*** DATA FOR PROCESSING ***

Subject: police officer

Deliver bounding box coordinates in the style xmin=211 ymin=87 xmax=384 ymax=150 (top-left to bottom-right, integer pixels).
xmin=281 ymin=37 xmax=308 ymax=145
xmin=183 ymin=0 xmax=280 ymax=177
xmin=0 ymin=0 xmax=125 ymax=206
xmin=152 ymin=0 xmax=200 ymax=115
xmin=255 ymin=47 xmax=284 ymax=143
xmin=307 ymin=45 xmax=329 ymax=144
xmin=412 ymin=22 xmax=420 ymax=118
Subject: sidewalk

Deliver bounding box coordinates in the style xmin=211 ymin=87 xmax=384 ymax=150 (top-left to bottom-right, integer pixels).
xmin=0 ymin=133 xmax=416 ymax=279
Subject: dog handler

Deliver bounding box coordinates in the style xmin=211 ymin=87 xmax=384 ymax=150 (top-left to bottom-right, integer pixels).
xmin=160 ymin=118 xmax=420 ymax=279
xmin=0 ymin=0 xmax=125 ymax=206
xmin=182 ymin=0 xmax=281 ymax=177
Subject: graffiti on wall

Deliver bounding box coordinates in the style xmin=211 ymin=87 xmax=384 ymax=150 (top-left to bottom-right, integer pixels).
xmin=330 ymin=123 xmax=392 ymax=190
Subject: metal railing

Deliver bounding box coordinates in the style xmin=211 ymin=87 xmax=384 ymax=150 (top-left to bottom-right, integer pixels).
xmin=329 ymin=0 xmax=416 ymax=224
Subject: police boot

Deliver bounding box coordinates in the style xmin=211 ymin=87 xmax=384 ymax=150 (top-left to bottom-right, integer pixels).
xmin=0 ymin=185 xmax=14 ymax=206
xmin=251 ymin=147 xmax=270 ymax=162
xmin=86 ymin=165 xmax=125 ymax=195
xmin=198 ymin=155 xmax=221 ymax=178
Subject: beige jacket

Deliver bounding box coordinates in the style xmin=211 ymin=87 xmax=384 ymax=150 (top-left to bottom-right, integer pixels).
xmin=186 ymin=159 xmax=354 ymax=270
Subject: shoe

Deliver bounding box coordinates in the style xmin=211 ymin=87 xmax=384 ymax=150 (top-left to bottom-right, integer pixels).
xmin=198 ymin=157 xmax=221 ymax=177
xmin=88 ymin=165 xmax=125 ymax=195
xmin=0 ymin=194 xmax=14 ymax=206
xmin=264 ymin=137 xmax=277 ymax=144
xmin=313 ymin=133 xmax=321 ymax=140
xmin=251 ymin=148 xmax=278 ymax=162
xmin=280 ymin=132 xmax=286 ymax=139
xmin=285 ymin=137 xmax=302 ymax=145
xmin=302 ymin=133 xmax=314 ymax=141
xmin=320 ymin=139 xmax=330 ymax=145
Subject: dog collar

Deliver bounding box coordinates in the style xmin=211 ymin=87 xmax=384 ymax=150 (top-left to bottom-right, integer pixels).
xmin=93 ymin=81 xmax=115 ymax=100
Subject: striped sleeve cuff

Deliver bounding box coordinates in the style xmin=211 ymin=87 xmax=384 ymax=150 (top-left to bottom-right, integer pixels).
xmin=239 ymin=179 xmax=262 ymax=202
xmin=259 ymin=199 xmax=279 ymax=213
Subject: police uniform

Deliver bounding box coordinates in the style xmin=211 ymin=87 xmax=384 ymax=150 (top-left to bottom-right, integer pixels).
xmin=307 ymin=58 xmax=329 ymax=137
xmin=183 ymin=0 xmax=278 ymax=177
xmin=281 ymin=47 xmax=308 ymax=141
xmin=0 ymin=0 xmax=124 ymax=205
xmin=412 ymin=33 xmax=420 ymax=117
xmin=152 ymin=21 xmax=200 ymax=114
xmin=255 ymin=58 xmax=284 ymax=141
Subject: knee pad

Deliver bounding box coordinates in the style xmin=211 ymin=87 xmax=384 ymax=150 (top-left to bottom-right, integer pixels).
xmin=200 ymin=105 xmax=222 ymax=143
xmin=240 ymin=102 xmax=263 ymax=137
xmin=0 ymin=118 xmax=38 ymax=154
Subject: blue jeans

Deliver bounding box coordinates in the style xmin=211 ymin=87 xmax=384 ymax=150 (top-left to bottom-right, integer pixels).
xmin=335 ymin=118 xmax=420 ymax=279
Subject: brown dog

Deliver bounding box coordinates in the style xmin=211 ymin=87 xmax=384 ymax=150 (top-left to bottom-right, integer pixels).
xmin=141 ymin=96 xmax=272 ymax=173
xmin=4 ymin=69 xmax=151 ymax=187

*** End of DATA FOR PROCESSING ***

Give again each line shown above, keeping every word as it is.

**RESULT BELOW**
Subject: police officer

Deliver bounding box coordinates in the style xmin=211 ymin=87 xmax=384 ymax=150 (top-left to bottom-right, integer pixels).
xmin=281 ymin=37 xmax=308 ymax=145
xmin=183 ymin=0 xmax=280 ymax=177
xmin=0 ymin=0 xmax=125 ymax=206
xmin=152 ymin=0 xmax=200 ymax=115
xmin=255 ymin=47 xmax=284 ymax=143
xmin=307 ymin=45 xmax=329 ymax=144
xmin=412 ymin=22 xmax=420 ymax=118
Subject: sidewalk

Deliver bounding box coordinates in the style xmin=211 ymin=87 xmax=384 ymax=150 (top-left to bottom-right, integer pixels).
xmin=0 ymin=133 xmax=416 ymax=279
Subject: dog handler

Deliver bounding box coordinates in the style xmin=211 ymin=87 xmax=384 ymax=150 (top-left to bottom-right, integer pixels).
xmin=160 ymin=118 xmax=420 ymax=279
xmin=0 ymin=0 xmax=125 ymax=206
xmin=182 ymin=0 xmax=281 ymax=177
Subject: graffiti on wall

Deliver bounding box coordinates in the style xmin=211 ymin=87 xmax=384 ymax=150 (top-left to bottom-right, integer pixels).
xmin=330 ymin=123 xmax=392 ymax=190
Subject: metal railing

Deliver bounding box coordinates in the style xmin=211 ymin=87 xmax=384 ymax=150 (top-left to bottom-right, integer pixels).
xmin=329 ymin=0 xmax=416 ymax=224
Subject: police boot

Deliver bounding box coordinates in the style xmin=211 ymin=87 xmax=384 ymax=150 (top-left to bottom-right, integer pixels).
xmin=0 ymin=185 xmax=14 ymax=206
xmin=251 ymin=147 xmax=270 ymax=162
xmin=86 ymin=165 xmax=125 ymax=195
xmin=198 ymin=155 xmax=221 ymax=178
Subject: beige jacket

Deliver bounding box coordinates in the style xmin=211 ymin=87 xmax=384 ymax=150 (top-left to bottom-right, integer pixels).
xmin=186 ymin=159 xmax=354 ymax=270
Subject: shoe

Deliver bounding box coordinates in the style xmin=211 ymin=87 xmax=384 ymax=150 (top-left to bottom-right, integer pixels).
xmin=198 ymin=157 xmax=221 ymax=177
xmin=88 ymin=165 xmax=125 ymax=195
xmin=0 ymin=194 xmax=14 ymax=206
xmin=264 ymin=137 xmax=277 ymax=144
xmin=313 ymin=133 xmax=321 ymax=140
xmin=251 ymin=148 xmax=278 ymax=162
xmin=280 ymin=132 xmax=286 ymax=139
xmin=285 ymin=137 xmax=302 ymax=145
xmin=302 ymin=133 xmax=314 ymax=141
xmin=320 ymin=139 xmax=330 ymax=145
Subject: dog collar

Deliver bounding box coordinates in the style xmin=211 ymin=87 xmax=384 ymax=150 (top-left to bottom-right, integer pixels).
xmin=93 ymin=81 xmax=115 ymax=100
Subject: striped sleeve cuff

Deliver bounding box coordinates in the style xmin=211 ymin=87 xmax=384 ymax=150 (top-left to bottom-right, integer pixels).
xmin=239 ymin=179 xmax=262 ymax=202
xmin=259 ymin=199 xmax=279 ymax=213
Subject: police uniform

Deliver bounding box coordinates in the style xmin=211 ymin=87 xmax=384 ymax=150 (top-left to bottom-right, integer pixels).
xmin=307 ymin=58 xmax=329 ymax=137
xmin=183 ymin=0 xmax=278 ymax=177
xmin=281 ymin=47 xmax=308 ymax=141
xmin=0 ymin=0 xmax=124 ymax=205
xmin=412 ymin=33 xmax=420 ymax=117
xmin=152 ymin=21 xmax=200 ymax=114
xmin=255 ymin=58 xmax=284 ymax=141
Subject: knee pad

Deliver bounding box coordinates in the style xmin=211 ymin=87 xmax=384 ymax=150 (top-left to bottom-right, integer pixels).
xmin=200 ymin=105 xmax=222 ymax=143
xmin=240 ymin=102 xmax=263 ymax=137
xmin=0 ymin=118 xmax=38 ymax=154
Subject: blue jeans

Deliver bounding box coordinates in the style xmin=211 ymin=87 xmax=384 ymax=150 (top-left to bottom-right, integer pixels).
xmin=335 ymin=118 xmax=420 ymax=279
Subject: brown dog

Deliver bounding box coordinates in the style xmin=211 ymin=87 xmax=384 ymax=150 (top-left to bottom-right, integer pixels).
xmin=141 ymin=96 xmax=272 ymax=173
xmin=4 ymin=69 xmax=151 ymax=187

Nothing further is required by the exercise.